◆ TASK SET ◆
a) In the KALEIDOSCOPE issue announcement, which design studio created the artwork featured on the fourth cover?
b) Duplicate the portion of the KALEIDOSCOPE issue announcement between "The fourth cover, featuring" and "a visual artist.", inclusive.

◆ PROVIDED PASSAGE ◆

BEGIN

October 15, 2019
We are delighted to announce the release of KALEIDOSCOPE‘s new issue #35 (fall/winter 2019/20), premiering in Paris on October 17 with a launch event at Lafayette Anticipations.
This issue comes with a set of four covers:
Three of them—featuring Anne Imhof (photographed by Nadine Fraczkowski), Yung Lean (photographed by Joshua Gordon) and Hideo Kojima—introduce the theme survey GOTHIC REDUX. As capital is at war against nature, and the euphoria towards the possibilities of the digital has failed against disinformation and alienation, a new Gothic spirit penetrates much of today’s art and culture, fostered by apocalyptic readings of automation, artificial intelligence and climate change. This multi-disciplinary report—encompassing contemporary art, music, architecture, gaming and obscure subcultures—explores how artists and creators are embracing melancholy, the sublime power of chaos, and the unknown, to address the gloomy side of our present condition. Featuring an introduction by Caroline Busta and LIL INTERNET, an interview with artists Anne Imhof and Eliza Douglas (by Bill Kouligas), essays on rapper/producer Yung Lean (by Katja Horvat) and gaming mastermind Hideo Kojima (by Lana Polansky), as well as Franklin Melendez’s take on New Gotham seen through the eyes of contemporary artists (with an enclosed poster by Darja Bajagić); plus stories on architecture firm Armature Globale (by Mahfuz Sultan), artist Yngve Holen (by Katja Horvat) and the enduring legacy of Horrorcore (by Michelle Kim).
The fourth cover, featuring an artwork by design studio Sucuk und Bratwurst, is dedicated to Holy Bubble: A Sneaker Report. What is the common thread between a KAWS painting smashing action records at Sotheby’s in Hong Kong, a sneaker resale website raising billion-dollar funding from venture capital, and Kanye West appearing on the front cover of Forbes magazine? While sneaker mania may be news to some, and luxury fashion has only recently started to appropriate and reinterpret this obsession-inducing grail, today’s frantic marketplace is commodifying a phenomenon that’s been developing for decades. Semantic categories of niche and mainstream, luxury and mass, source and replica cave in on each other. Isabel Flower unpacks the genealogy of this pandemic trend, with contributions by five designers and a visual artist.

END

Point localization data
BEGIN

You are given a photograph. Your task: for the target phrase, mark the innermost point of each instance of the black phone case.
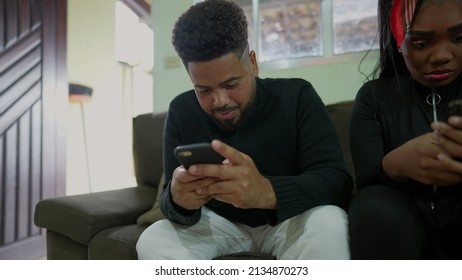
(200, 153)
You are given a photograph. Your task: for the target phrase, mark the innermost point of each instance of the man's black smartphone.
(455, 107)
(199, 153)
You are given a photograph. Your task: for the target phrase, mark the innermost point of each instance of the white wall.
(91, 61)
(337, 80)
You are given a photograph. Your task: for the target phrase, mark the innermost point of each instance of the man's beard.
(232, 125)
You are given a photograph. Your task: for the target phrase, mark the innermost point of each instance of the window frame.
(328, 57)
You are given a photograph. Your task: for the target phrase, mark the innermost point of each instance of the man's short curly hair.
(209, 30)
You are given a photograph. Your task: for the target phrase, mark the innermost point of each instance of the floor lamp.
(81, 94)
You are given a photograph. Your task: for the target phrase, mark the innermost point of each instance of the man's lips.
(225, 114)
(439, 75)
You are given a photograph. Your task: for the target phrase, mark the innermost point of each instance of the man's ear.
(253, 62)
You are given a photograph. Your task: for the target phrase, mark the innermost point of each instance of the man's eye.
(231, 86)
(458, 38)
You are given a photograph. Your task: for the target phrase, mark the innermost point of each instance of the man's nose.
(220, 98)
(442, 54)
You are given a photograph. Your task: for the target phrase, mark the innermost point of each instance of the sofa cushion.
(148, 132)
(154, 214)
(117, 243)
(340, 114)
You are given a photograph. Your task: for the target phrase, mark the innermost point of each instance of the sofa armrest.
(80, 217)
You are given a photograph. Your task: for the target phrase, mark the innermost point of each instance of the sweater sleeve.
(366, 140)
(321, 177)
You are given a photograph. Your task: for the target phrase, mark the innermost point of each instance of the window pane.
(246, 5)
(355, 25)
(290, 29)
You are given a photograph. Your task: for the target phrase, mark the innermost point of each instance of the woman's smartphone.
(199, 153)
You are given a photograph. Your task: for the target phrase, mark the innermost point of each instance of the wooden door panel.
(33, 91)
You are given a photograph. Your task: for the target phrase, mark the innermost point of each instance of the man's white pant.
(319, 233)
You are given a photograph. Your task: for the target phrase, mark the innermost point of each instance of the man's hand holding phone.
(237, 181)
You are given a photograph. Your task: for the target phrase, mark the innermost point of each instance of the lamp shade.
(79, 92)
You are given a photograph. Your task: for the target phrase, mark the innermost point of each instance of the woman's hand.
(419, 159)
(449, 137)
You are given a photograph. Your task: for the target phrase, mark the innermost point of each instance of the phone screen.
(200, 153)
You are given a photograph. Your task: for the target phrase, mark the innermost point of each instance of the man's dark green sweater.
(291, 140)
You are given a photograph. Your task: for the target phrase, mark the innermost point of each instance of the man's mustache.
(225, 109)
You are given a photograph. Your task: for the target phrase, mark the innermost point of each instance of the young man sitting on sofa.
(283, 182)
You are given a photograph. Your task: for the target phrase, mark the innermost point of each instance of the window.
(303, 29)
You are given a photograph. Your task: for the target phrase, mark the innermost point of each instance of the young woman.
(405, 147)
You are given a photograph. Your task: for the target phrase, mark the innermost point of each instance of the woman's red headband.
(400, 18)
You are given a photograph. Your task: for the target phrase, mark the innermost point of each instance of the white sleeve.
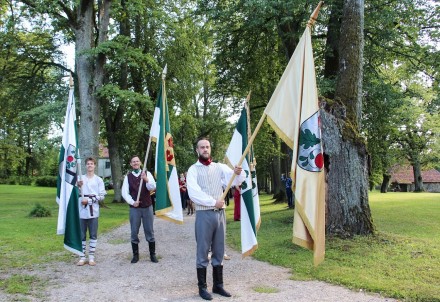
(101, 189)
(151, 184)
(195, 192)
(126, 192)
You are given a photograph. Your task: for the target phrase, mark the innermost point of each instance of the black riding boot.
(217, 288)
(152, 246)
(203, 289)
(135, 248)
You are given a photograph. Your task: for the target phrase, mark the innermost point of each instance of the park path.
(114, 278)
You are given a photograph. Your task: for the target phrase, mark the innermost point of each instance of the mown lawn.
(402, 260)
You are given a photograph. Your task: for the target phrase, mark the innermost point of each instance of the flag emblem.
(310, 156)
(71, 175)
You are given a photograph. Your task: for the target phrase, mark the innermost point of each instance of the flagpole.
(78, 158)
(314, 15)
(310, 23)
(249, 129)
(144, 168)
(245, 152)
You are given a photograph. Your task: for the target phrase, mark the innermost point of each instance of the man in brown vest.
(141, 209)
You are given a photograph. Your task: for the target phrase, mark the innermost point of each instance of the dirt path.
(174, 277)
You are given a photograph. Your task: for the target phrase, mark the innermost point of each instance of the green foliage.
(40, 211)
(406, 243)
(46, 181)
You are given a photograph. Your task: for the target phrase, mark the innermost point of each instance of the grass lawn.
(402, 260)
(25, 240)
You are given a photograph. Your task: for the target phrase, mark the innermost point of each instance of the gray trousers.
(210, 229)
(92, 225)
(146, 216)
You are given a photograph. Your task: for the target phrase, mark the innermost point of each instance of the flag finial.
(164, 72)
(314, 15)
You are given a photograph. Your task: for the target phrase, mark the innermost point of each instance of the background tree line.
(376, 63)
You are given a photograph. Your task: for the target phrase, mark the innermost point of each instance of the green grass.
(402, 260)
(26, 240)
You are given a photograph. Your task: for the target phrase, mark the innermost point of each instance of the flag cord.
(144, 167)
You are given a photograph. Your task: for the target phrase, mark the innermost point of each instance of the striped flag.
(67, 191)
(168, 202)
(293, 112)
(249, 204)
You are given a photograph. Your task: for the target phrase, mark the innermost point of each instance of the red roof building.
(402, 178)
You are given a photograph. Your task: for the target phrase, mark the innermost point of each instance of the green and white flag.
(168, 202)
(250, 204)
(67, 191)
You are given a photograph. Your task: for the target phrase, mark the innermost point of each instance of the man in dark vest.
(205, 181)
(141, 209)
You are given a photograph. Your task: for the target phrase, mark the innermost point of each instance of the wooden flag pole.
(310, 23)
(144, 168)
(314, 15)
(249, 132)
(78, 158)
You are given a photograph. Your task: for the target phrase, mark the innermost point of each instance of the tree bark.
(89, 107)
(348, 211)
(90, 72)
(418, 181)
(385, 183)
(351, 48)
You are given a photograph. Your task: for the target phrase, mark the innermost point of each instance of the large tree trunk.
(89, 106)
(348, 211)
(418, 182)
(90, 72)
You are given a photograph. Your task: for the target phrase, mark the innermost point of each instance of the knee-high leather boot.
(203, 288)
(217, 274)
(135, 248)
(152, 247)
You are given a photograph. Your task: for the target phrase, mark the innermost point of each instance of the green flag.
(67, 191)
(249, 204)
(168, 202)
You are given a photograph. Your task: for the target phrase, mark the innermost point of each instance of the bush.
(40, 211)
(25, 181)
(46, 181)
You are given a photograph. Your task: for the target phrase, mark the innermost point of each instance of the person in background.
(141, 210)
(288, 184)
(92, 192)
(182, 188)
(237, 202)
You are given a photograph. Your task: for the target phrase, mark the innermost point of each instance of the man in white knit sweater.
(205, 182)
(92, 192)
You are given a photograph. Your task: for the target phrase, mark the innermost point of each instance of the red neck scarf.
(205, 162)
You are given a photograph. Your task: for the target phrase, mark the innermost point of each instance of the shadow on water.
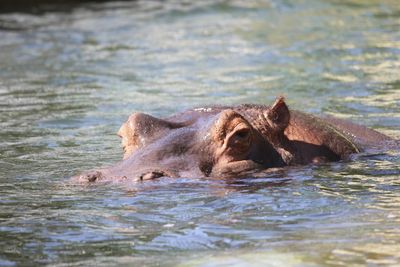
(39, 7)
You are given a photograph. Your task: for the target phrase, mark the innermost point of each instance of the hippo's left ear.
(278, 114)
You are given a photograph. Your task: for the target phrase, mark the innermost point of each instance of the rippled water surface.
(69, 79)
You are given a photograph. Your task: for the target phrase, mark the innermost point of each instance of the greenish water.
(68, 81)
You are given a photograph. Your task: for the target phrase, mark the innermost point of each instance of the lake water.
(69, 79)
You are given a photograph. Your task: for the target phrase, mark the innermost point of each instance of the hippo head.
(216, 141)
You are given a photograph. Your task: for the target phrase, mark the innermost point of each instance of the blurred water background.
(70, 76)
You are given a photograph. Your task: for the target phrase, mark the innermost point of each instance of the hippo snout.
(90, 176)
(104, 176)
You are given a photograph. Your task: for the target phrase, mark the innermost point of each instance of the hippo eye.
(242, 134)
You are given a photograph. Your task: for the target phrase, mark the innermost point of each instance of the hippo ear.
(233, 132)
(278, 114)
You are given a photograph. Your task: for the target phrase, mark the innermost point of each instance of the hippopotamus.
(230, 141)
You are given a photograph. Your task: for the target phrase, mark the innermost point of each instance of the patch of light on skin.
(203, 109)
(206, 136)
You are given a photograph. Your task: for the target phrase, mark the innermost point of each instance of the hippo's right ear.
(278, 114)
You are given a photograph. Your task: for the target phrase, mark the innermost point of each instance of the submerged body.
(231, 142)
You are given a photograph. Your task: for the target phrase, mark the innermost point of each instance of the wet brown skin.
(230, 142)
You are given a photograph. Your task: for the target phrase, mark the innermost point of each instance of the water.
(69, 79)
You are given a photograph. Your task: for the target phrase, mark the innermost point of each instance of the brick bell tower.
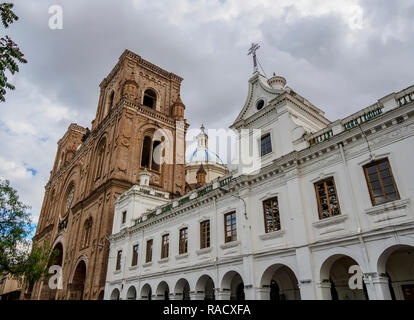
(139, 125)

END

◆ OUTPUTS BY TASK ◆
a) Sucuk und Bratwurst

b)
The fourth cover, featuring an artwork by design studio Sucuk und Bratwurst, is dedicated to Holy Bubble: A Sneaker Report. What is the common thread between a KAWS painting smashing action records at Sotheby’s in Hong Kong, a sneaker resale website raising billion-dollar funding from venture capital, and Kanye West appearing on the front cover of Forbes magazine? While sneaker mania may be news to some, and luxury fashion has only recently started to appropriate and reinterpret this obsession-inducing grail, today’s frantic marketplace is commodifying a phenomenon that’s been developing for decades. Semantic categories of niche and mainstream, luxury and mass, source and replica cave in on each other. Isabel Flower unpacks the genealogy of this pandemic trend, with contributions by five designers and a visual artist.